— Begin Selected passage —
Since the high-speed train is symmetrical along the y axis, the side force on the leading car and middle carriages can be ignored. Due to the vortex shedding in the wake flow, strong asymmetric characteristics could be observed in the wake flow, and strong fluctuation of side force could be found on the trailing car [2,6], which affects severely the amenity of the train. Figure 16 shows the time histories of coefficients of the side force (Cs) of the four models. It is clear that the side force on tails of four models vibrates about zero and the time-averaged value approaches zero in spite of large amplitude. The smallest amplitude of Cs on TP2 is about 0.072 while the largest amplitude of Cs on the TP4 is about 0.1. The amplitude of TP1 and of TP4 are 0.085 and 0.075, respectively.
— End Selected passage —
Tasks for this exercise
a - Do these statements agree with the passage on train side force? Answer yes or no for each, and quote the deciding words. (i) The side force on the leading car and middle carriages can be ignored because the train is symmetrical along the y axis. (ii) The time-averaged side force on the tails of the four models is far from zero. (iii) TP2 shows the smallest amplitude of Cs, about 0.072.
b - According to the passage on train side force, what produces the strong asymmetric characteristics in the wake flow?
— Begin Data provided —
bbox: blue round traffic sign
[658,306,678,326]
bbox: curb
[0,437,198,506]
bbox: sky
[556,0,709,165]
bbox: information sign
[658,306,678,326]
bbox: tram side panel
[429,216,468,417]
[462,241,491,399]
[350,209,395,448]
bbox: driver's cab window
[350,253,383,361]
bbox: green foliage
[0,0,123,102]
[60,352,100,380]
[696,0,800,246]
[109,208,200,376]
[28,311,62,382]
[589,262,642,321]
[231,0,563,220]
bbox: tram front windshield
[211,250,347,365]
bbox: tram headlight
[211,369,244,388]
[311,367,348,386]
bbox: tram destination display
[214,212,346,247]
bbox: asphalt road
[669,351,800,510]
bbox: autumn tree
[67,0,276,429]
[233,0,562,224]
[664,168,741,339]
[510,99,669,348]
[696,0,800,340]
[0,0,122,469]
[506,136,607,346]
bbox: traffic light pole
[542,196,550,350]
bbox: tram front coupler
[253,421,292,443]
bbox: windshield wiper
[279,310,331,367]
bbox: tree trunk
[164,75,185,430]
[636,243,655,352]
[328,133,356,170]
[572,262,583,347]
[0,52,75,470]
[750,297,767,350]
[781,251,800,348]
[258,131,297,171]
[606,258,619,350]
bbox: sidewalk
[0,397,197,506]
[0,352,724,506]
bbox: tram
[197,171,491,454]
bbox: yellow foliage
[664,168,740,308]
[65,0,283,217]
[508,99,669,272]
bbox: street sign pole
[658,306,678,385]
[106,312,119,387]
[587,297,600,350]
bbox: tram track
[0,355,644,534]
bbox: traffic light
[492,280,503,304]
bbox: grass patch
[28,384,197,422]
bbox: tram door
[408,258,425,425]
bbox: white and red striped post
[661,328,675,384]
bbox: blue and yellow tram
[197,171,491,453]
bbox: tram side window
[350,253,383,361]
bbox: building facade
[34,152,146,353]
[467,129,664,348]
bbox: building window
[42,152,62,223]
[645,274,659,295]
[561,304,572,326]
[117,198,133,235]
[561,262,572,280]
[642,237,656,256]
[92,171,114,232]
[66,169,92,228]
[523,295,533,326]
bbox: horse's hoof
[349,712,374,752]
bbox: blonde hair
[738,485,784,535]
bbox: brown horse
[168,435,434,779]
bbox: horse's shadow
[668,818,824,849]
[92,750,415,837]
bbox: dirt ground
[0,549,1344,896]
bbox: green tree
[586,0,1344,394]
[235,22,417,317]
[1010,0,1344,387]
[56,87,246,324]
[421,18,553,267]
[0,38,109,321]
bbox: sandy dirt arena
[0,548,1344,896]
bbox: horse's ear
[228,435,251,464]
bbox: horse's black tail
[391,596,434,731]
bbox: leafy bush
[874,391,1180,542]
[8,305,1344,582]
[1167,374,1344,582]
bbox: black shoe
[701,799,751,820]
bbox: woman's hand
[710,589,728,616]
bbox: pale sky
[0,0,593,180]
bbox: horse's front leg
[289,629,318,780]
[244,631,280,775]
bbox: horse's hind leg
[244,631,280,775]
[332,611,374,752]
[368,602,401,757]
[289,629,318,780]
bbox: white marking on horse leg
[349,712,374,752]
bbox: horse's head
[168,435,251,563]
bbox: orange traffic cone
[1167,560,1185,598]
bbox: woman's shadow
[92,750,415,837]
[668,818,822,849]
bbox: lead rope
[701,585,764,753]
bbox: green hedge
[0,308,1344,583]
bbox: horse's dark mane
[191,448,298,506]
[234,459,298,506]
— End Data provided —
The replies
a -
(i) Yes: "Since the high-speed train is symmetrical along the y axis, the side force on the leading car and middle carriages can be ignored."
(ii) No: "the time-averaged value approaches zero in spite of large amplitude."
(iii) Yes: "The smallest amplitude of Cs on TP2 is about 0.072"

b - Vortex shedding in the wake flow.